* _Task to carry out_
Exact copies are required of the lines from the line containing "Where can the blue face" through the final line of the listing, both included, and of no other lines.

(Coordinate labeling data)
======
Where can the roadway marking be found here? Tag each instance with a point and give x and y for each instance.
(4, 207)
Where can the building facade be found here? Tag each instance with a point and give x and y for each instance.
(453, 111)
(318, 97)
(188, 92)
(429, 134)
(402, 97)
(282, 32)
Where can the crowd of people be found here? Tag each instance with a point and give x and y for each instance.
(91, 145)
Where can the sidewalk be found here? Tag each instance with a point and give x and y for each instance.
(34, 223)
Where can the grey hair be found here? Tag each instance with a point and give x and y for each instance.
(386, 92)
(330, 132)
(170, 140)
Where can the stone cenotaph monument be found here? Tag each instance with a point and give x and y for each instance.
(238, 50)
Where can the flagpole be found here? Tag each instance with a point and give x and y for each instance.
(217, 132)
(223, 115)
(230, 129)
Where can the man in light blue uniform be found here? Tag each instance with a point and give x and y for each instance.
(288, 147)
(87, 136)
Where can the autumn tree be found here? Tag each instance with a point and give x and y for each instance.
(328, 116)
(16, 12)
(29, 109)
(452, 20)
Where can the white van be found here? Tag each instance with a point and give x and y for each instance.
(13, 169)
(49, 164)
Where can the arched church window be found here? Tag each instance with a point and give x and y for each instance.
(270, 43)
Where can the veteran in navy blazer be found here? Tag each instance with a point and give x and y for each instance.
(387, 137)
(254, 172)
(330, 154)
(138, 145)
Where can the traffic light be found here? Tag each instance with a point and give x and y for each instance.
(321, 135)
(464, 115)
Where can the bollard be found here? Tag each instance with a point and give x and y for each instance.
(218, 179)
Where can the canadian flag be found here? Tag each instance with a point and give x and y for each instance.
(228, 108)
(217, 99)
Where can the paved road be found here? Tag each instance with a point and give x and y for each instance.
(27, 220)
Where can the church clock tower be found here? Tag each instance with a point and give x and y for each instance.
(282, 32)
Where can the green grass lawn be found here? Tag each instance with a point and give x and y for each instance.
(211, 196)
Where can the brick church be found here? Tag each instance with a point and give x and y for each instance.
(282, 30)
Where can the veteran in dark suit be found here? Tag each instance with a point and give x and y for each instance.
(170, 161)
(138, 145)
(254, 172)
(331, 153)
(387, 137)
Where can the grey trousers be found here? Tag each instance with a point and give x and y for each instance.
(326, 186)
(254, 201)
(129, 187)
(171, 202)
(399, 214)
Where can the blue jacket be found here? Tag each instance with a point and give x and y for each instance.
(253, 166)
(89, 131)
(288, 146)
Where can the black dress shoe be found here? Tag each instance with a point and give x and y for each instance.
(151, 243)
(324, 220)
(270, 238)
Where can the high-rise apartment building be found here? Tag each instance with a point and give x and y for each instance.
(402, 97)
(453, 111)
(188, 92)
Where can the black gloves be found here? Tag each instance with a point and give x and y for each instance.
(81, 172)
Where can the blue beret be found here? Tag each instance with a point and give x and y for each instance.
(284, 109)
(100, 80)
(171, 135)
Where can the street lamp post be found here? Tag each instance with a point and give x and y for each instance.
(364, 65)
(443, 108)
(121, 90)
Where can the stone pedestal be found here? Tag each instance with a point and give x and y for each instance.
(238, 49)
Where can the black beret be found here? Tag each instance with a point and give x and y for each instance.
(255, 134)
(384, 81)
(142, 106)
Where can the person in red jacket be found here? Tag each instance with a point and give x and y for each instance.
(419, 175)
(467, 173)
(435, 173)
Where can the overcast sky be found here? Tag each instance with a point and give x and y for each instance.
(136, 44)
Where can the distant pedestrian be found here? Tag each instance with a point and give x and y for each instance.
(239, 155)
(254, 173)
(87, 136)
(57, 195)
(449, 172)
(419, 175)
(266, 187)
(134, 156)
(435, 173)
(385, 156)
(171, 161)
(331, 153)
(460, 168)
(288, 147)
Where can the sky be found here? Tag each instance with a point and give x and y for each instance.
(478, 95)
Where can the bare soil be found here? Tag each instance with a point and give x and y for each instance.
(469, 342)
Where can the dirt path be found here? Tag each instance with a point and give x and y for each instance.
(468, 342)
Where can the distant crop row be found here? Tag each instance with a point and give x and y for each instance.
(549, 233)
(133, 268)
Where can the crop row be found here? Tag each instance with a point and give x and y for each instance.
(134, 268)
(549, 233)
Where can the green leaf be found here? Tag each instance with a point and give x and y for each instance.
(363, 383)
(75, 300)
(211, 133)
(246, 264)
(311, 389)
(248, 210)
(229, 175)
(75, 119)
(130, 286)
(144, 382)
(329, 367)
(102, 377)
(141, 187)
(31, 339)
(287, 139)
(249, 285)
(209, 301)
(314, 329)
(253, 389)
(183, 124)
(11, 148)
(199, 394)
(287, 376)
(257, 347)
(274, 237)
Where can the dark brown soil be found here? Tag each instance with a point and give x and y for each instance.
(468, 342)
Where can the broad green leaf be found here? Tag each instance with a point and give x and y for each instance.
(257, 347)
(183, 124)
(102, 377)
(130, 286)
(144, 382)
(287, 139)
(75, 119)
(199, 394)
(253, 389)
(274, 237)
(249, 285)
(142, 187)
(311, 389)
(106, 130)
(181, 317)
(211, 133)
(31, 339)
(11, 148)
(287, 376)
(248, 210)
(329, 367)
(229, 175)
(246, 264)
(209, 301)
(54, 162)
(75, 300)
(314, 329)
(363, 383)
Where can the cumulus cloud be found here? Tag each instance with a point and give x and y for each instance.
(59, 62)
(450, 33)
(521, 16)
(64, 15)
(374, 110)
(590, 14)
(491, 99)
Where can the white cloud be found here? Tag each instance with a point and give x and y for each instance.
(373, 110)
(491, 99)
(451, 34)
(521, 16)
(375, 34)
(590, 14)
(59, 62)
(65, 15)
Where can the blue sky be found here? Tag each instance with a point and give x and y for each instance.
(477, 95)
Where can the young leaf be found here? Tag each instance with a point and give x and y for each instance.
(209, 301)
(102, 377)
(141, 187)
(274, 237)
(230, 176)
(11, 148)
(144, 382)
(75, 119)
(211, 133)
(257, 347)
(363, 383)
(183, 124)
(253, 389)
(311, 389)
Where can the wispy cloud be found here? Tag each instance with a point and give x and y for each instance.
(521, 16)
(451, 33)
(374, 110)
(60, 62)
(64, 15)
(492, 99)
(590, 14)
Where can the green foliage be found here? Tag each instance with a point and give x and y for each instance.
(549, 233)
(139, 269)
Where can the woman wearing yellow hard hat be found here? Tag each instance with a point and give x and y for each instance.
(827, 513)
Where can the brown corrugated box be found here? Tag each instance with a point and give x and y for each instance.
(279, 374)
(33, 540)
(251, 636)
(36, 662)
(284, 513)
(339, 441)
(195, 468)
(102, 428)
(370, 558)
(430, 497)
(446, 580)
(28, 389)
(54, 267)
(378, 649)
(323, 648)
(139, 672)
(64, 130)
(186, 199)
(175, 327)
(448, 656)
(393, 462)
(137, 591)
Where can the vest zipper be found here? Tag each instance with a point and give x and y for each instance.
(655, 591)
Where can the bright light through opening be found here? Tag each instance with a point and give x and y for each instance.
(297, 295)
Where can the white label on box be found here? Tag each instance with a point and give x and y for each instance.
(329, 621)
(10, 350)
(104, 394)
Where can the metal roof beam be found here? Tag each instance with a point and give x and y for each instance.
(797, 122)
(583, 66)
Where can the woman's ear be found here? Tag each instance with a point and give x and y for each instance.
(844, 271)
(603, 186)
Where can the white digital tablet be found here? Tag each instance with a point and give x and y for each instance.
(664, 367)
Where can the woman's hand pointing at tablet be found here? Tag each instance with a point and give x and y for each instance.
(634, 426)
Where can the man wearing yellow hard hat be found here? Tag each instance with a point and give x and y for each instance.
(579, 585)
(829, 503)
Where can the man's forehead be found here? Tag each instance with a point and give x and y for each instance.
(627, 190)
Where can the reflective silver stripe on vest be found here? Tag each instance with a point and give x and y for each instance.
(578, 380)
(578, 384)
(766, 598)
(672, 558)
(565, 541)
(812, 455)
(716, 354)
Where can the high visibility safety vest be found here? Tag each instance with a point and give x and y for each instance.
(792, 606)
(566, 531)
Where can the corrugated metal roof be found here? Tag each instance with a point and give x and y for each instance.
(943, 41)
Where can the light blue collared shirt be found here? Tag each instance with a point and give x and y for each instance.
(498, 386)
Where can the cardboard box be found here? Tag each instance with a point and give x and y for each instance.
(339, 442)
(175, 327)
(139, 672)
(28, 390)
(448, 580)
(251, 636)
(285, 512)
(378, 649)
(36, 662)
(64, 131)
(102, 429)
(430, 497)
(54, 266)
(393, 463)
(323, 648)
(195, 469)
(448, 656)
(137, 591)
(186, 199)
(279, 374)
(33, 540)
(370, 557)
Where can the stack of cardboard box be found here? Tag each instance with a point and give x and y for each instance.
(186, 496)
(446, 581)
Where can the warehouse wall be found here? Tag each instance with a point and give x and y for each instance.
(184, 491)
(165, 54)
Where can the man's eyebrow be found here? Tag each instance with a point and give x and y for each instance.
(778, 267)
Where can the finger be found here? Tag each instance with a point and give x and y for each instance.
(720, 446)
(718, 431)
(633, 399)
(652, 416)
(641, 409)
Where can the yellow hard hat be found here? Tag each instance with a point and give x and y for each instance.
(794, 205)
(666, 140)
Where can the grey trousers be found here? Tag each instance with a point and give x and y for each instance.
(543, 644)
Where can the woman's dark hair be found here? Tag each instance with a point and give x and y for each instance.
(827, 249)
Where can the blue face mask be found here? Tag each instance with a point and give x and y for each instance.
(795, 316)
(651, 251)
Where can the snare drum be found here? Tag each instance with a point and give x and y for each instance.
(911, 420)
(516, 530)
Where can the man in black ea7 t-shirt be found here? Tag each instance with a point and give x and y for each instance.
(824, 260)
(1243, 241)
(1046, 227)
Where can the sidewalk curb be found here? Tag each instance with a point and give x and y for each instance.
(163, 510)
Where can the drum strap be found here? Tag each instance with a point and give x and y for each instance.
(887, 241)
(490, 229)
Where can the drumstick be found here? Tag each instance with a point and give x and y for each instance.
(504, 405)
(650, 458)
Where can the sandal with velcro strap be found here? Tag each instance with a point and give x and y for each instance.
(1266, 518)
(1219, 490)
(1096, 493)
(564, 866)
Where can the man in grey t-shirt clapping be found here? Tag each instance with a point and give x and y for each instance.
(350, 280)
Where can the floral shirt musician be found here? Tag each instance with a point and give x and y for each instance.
======
* _Result for this task_
Where can the blue face mask be found here? Tag each instance with a point and give x and y for each instance.
(795, 316)
(651, 251)
Where can the snare drum be found here? Tag each instance with a point and give x and y for each instance.
(911, 420)
(516, 530)
Where can the man in black ea7 t-shirt be found here? Tag each instance with a point and give x and y for each instance.
(824, 260)
(1243, 241)
(1046, 227)
Where can the sidewalk curb be found here? Tag each instance with a point and give x and y for each instance.
(163, 510)
Where can the drum strap be found here? Tag each instance with a point and give x and y for each instance.
(887, 241)
(490, 229)
Where can the drumstick be found here? Tag each instance with a point and give x and y for each instance.
(504, 405)
(650, 458)
Where can the sandal with velcro strap be found here? Tag each instance with a point and give x and y for each instance.
(1266, 518)
(1219, 490)
(1096, 493)
(564, 866)
Where can the man in grey t-shirt clapping be found here? Tag each instance with a point and give x and y for each instance.
(350, 280)
Where can the floral shirt musician be found here? Tag each instance with a point and give x and y for each instance.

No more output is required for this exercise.